Directive – Reproduce the rows below, starting at the line containing "Outline every asphalt pavement here." and ending at the line containing "xmin=0 ymin=0 xmax=799 ymax=225", including both of those lines. Copy them character for character and nothing else.

+++

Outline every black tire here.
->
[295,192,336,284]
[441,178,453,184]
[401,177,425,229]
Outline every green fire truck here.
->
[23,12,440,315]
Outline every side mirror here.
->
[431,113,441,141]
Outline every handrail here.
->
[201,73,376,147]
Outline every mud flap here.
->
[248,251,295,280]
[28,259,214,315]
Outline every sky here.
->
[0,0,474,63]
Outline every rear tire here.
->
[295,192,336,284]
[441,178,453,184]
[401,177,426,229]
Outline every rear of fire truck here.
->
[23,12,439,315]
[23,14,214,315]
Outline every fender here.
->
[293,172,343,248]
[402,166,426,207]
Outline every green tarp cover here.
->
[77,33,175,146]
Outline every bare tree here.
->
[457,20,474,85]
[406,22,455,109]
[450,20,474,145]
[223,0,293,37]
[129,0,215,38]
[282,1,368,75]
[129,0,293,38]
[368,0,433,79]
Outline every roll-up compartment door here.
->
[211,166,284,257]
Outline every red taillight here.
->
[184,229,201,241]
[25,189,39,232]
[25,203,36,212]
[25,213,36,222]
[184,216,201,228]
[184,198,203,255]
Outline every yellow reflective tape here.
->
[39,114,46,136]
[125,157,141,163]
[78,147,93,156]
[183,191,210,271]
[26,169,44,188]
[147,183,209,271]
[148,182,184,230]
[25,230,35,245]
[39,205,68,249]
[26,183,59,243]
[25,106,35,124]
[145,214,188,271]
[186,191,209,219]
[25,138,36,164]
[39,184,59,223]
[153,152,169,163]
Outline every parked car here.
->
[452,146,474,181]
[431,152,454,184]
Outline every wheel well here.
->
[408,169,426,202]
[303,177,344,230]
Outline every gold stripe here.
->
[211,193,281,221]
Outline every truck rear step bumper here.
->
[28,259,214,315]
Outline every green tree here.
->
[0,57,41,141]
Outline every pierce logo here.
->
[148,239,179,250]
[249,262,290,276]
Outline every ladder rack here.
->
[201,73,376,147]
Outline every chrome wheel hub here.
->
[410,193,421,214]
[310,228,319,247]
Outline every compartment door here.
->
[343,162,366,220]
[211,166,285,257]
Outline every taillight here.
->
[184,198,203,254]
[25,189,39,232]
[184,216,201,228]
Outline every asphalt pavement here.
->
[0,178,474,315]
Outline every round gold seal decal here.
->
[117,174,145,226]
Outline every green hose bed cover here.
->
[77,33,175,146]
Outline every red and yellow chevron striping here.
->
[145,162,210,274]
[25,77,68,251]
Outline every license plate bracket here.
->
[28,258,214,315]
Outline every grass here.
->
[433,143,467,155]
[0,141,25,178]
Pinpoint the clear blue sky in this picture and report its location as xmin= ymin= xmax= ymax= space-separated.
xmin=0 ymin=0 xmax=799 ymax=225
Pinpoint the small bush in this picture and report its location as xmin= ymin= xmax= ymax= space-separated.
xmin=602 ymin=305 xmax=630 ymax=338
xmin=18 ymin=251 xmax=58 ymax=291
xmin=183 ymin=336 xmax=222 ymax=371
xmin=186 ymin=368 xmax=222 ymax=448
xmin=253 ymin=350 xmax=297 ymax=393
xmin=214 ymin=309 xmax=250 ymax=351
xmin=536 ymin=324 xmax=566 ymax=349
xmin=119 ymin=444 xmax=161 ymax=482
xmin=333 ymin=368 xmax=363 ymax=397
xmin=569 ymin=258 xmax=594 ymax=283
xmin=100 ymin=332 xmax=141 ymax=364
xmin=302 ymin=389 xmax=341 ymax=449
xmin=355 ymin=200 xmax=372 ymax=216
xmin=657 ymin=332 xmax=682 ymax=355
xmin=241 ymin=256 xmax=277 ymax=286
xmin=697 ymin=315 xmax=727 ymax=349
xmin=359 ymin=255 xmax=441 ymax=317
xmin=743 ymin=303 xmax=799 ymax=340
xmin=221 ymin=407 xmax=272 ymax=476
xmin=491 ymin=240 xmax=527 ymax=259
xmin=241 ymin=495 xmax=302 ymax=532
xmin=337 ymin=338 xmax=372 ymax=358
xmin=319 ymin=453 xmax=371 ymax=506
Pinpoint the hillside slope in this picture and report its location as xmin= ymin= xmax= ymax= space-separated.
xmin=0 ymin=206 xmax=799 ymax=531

+++

Answer to the problem –
Outline every asphalt pavement here.
->
[0,178,474,315]
Outline every round gold seal decal here.
->
[117,174,145,226]
Outline every green hose bed cover here.
->
[77,33,175,146]
Outline every red and yellow chevron striping here.
->
[145,162,210,274]
[25,77,68,251]
Outline every license plate bracket here.
->
[28,258,214,315]
Outline every grass here.
->
[433,143,467,155]
[0,141,25,178]
Pinpoint the clear blue sky in this picture and report its location as xmin= ymin= xmax= ymax= space-separated.
xmin=0 ymin=0 xmax=799 ymax=225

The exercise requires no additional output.